▶ [What you should do]
The material is to be repeated exactly, from first line to last.

:: Extracted material ::

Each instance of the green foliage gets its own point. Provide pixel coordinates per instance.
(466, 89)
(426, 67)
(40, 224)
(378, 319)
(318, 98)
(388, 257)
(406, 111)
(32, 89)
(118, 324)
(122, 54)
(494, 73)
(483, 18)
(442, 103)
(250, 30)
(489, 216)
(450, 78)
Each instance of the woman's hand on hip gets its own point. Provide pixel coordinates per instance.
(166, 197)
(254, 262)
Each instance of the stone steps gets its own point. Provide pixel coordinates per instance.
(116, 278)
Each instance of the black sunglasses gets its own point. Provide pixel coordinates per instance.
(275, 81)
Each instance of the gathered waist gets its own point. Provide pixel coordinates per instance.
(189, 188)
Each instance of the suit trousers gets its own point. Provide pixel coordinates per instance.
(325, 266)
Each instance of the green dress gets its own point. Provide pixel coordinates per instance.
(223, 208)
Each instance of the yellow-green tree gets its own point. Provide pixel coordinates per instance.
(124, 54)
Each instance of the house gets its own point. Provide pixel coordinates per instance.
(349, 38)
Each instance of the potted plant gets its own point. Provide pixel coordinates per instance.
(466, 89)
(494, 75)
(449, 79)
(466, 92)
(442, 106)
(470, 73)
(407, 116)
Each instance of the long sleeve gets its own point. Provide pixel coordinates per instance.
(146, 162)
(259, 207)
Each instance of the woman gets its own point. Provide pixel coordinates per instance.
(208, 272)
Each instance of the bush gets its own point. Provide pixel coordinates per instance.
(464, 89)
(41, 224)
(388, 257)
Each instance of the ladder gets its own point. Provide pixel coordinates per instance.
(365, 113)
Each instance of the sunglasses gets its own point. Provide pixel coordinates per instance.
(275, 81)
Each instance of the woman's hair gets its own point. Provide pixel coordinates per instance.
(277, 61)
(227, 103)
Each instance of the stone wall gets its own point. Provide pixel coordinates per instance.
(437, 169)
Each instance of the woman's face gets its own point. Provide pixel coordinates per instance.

:::

▶ [Exercise output]
Each instance of the green foliage gets its own point. Provide pixel coordinates per instance.
(466, 89)
(426, 67)
(40, 224)
(378, 319)
(318, 98)
(388, 257)
(406, 111)
(32, 89)
(118, 324)
(122, 54)
(494, 73)
(483, 18)
(442, 103)
(250, 30)
(489, 216)
(450, 78)
Each instance of the woman's hand on hip gets its own point. Provide pixel coordinates per instance.
(166, 197)
(254, 262)
Each instance of the stone steps gets its own point. Provide pixel coordinates per instance.
(116, 278)
Each instance of the black sunglasses gets its own point. Provide pixel coordinates per instance.
(275, 81)
Each instance of the gathered waist gets its own point. Provide pixel coordinates per instance.
(189, 188)
Each instance of the suit trousers gets its own point. Provide pixel coordinates per instance.
(325, 266)
Each instance of the green dress gets its own point. Provide pixel coordinates per instance.
(223, 208)
Each instance of the yellow-green tree gets its own point. Provide pixel coordinates per instance.
(124, 54)
Each instance of the house gets its own point. Provide pixel coordinates per instance.
(349, 38)
Each instance of the potted plant gets its own point. Provide pixel coordinates per instance.
(466, 89)
(494, 75)
(449, 79)
(466, 92)
(442, 106)
(470, 73)
(407, 116)
Each instance of the long sleeve gets its own point. Provide pixel coordinates per instance.
(146, 162)
(259, 207)
Each instance of the woman gets its own point. Provide pixel coordinates per instance.
(208, 272)
Each instance of the bush gets its own point. Provide pixel coordinates per instance.
(464, 89)
(41, 224)
(388, 257)
Each instance of the ladder gets its own point. Provide pixel coordinates per instance.
(365, 113)
Each instance of the sunglasses gets its own point. Provide pixel coordinates per instance.
(275, 81)
Each instance of the woman's hair gets its own point. Provide pixel coordinates per instance.
(277, 61)
(227, 103)
Each instance of the stone wall gets its own point. Provide pixel coordinates per instance.
(437, 169)
Each instance of the woman's face gets its own point. Provide pixel coordinates per instance.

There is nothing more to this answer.